------ DATA SECTION

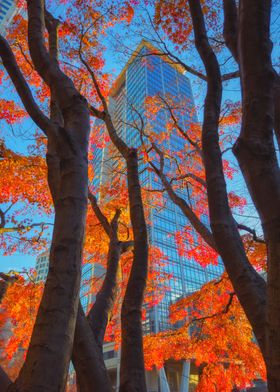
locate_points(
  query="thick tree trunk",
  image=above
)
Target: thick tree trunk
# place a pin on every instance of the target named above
(5, 381)
(48, 356)
(132, 377)
(49, 352)
(256, 155)
(87, 358)
(248, 285)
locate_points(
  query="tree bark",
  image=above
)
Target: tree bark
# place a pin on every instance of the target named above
(88, 359)
(49, 352)
(255, 152)
(132, 376)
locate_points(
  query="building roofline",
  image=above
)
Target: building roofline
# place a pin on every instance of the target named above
(144, 43)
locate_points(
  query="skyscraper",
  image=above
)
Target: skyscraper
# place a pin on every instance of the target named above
(147, 74)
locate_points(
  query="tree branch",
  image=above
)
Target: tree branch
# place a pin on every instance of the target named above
(23, 90)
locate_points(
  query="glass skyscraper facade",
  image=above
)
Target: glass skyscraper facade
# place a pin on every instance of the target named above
(144, 76)
(7, 10)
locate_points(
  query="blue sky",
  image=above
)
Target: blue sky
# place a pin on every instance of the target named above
(114, 64)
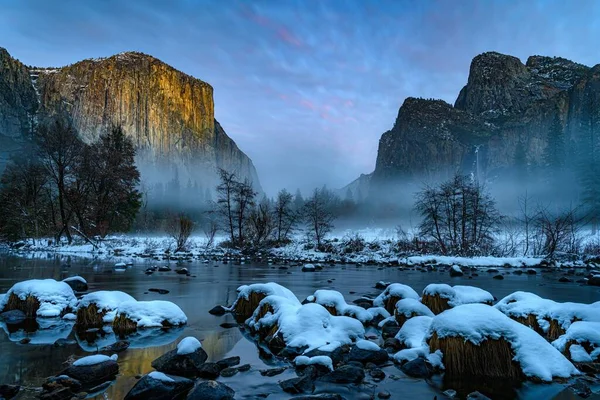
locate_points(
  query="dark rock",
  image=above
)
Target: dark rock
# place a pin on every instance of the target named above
(77, 285)
(116, 347)
(345, 374)
(477, 396)
(581, 389)
(93, 374)
(273, 371)
(159, 389)
(392, 344)
(218, 310)
(364, 356)
(159, 291)
(9, 391)
(186, 365)
(302, 384)
(417, 368)
(209, 371)
(384, 394)
(211, 390)
(55, 382)
(229, 372)
(377, 374)
(13, 317)
(228, 362)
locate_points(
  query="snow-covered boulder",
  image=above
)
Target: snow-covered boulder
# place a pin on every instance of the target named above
(132, 315)
(547, 317)
(335, 303)
(394, 292)
(479, 340)
(581, 342)
(283, 322)
(439, 297)
(98, 308)
(249, 296)
(409, 308)
(39, 297)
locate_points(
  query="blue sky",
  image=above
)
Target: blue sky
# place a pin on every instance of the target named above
(306, 87)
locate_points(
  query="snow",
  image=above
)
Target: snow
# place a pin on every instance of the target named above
(478, 322)
(367, 345)
(522, 304)
(149, 314)
(412, 334)
(581, 332)
(93, 360)
(188, 345)
(269, 289)
(159, 376)
(332, 298)
(309, 325)
(107, 301)
(409, 307)
(395, 290)
(458, 295)
(54, 297)
(317, 360)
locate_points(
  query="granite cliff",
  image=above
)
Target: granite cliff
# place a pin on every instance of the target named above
(168, 114)
(505, 104)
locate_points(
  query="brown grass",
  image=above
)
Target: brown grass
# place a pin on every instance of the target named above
(436, 303)
(491, 358)
(586, 345)
(123, 325)
(244, 308)
(390, 303)
(401, 318)
(90, 317)
(29, 306)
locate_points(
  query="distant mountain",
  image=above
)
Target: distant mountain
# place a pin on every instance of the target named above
(505, 108)
(168, 114)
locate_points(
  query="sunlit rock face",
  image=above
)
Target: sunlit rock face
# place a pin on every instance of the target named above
(168, 114)
(505, 104)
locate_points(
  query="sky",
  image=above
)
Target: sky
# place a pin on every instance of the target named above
(306, 87)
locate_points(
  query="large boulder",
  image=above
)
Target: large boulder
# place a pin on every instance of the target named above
(211, 390)
(187, 365)
(159, 386)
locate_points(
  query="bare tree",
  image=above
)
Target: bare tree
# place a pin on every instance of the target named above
(285, 215)
(180, 229)
(459, 215)
(318, 214)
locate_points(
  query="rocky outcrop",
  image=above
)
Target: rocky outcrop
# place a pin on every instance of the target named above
(505, 107)
(168, 114)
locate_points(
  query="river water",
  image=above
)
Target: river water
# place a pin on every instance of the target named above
(216, 283)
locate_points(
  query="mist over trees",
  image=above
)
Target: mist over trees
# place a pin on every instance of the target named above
(61, 185)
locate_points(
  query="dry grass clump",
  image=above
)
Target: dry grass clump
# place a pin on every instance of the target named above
(491, 358)
(90, 317)
(244, 308)
(123, 325)
(29, 306)
(435, 303)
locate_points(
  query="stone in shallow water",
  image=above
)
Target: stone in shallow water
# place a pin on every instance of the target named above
(211, 390)
(186, 365)
(159, 386)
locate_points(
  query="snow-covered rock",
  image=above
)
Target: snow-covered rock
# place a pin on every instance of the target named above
(55, 298)
(151, 314)
(439, 296)
(581, 342)
(478, 324)
(394, 292)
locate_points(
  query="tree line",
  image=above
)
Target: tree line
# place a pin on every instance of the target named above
(60, 185)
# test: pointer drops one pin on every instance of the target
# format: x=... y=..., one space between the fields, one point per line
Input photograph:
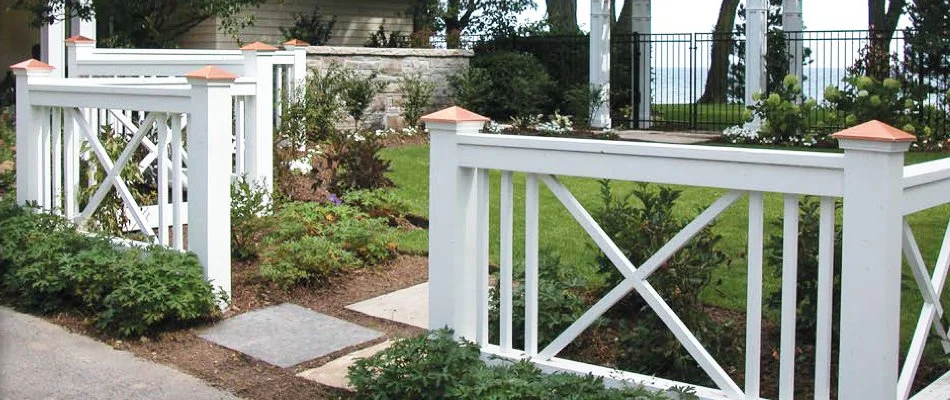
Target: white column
x=52 y=49
x=453 y=268
x=29 y=164
x=756 y=27
x=209 y=173
x=83 y=27
x=792 y=24
x=871 y=261
x=259 y=145
x=600 y=20
x=642 y=25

------------

TASK INSTRUCTIONS -
Exact repetition of all entries is required. The pictures should not appear.

ANSWER TO THIS EXERCISE -
locate_points(
  query="thick tree trunk",
  image=above
)
Target: thick tree trunk
# place a pin on every instance of the target named above
(5, 381)
(48, 356)
(132, 377)
(49, 352)
(256, 155)
(87, 358)
(248, 285)
locate_points(
  query="tree bark",
  image=above
)
Target: tree bark
# place a pin on every instance of the target named above
(88, 359)
(49, 352)
(255, 152)
(132, 376)
locate_points(
  query="building roofline",
  image=above
)
Target: building roofline
# place a pin on every instance of the target named above
(144, 43)
locate_points(
  query="skyscraper",
  image=above
)
Target: skyscraper
# place a pin on every instance of the target named above
(147, 74)
locate_points(
  query="tree branch",
  image=above
)
Target: tree branch
# place a pin on every instance of the target named above
(23, 90)
locate_points(
  query="glass skyscraper facade",
  image=above
)
Target: glass skyscraper facade
# place a pin on every instance of the target named above
(144, 76)
(7, 10)
locate_points(
  query="blue sky",
  image=above
)
Target: blue sky
# place a pin on every instance of the target named above
(114, 64)
locate_points(
  query="dark rock",
  image=above
)
Target: dark rock
# place a pin on every instance of the target named above
(77, 285)
(116, 347)
(345, 374)
(477, 396)
(581, 389)
(93, 374)
(273, 371)
(159, 389)
(392, 344)
(218, 310)
(364, 356)
(159, 291)
(9, 391)
(186, 365)
(302, 384)
(417, 368)
(209, 371)
(384, 394)
(211, 390)
(55, 382)
(229, 372)
(377, 374)
(13, 317)
(228, 362)
locate_points(
  query="snow-covered boulder",
  image=above
)
Target: snow-covered boulder
# place a pin on every instance of the target named above
(132, 315)
(547, 317)
(335, 303)
(394, 292)
(479, 340)
(581, 342)
(283, 322)
(439, 297)
(98, 308)
(249, 296)
(409, 308)
(39, 297)
locate_points(
  query="blue sky",
  image=above
)
Target: blue sky
# place a pin on every instance of the target named above
(306, 87)
locate_points(
  query="snow",
  image=above
)
Target: snow
# place a pin on every instance of the target named above
(478, 322)
(367, 345)
(522, 304)
(149, 314)
(412, 334)
(581, 332)
(93, 360)
(188, 345)
(269, 289)
(159, 376)
(332, 298)
(309, 325)
(107, 301)
(409, 307)
(395, 290)
(458, 295)
(54, 297)
(317, 360)
locate_points(
  query="granite cliff",
  image=above
)
Target: granite cliff
# place a pin on every instance of the target named above
(168, 114)
(505, 104)
locate_points(
  query="brown grass",
  image=above
)
Target: brown grass
# place a pin on every instance of the target named above
(436, 303)
(491, 358)
(586, 345)
(123, 325)
(244, 308)
(390, 303)
(401, 318)
(90, 317)
(29, 306)
locate_points(
  query="distant mountain",
  image=above
)
Target: distant mountain
# place a pin on every instance of the target named above
(505, 108)
(168, 114)
locate_points(
  query="sunlit rock face",
  image=above
)
Target: sunlit rock face
# place a pin on every instance of the target named above
(168, 114)
(505, 104)
locate_points(
  query="sky",
  image=above
)
Target: sky
# place a pin on every instance of the target named above
(306, 87)
locate_points(
  query="large boulder",
  image=above
)
Target: large boulder
# place a pin on every instance of the target named above
(211, 390)
(187, 365)
(159, 386)
locate_points(
  query="bare tree",
  image=above
)
Target: bare tree
# place a pin on every instance of the target named above
(285, 215)
(180, 229)
(459, 215)
(318, 214)
locate_points(
  query="rocky outcrop",
  image=above
)
Target: rocky outcrop
# place a pin on every instance of the target named above
(505, 107)
(168, 114)
locate_points(
  query="river water",
  image=above
)
Target: river water
# place a pin on every instance of the target named above
(216, 283)
locate_points(
  query="mist over trees",
  image=above
)
Target: mist over trees
# place a pin on every instance of the target named above
(61, 185)
locate_points(
  query="dry grass clump",
  image=above
)
Target: dry grass clump
# place a pin on every instance of the target named above
(491, 358)
(90, 317)
(244, 308)
(123, 325)
(29, 306)
(435, 303)
locate_points(
  query="stone in shallow water",
  image=above
)
Target: stone in shallow water
# place a pin on every instance of the target named above
(211, 390)
(186, 365)
(159, 386)
locate_points(
  query="snow-covered rock",
  image=above
)
Target: snow-covered rock
# place a pin on every instance of the target named above
(55, 298)
(151, 314)
(439, 296)
(581, 342)
(478, 324)
(394, 292)
locate_points(
  query="tree line",
  image=above
)
Target: tree line
# place a pin on every instance of the target named above
(60, 185)
# test: pointer drops one pin on every instance of the target
# format: x=... y=..., one space between the fields, one point per line
Input photograph:
Target: white column
x=52 y=49
x=453 y=268
x=29 y=164
x=756 y=27
x=209 y=173
x=83 y=27
x=792 y=24
x=871 y=261
x=259 y=145
x=600 y=20
x=642 y=25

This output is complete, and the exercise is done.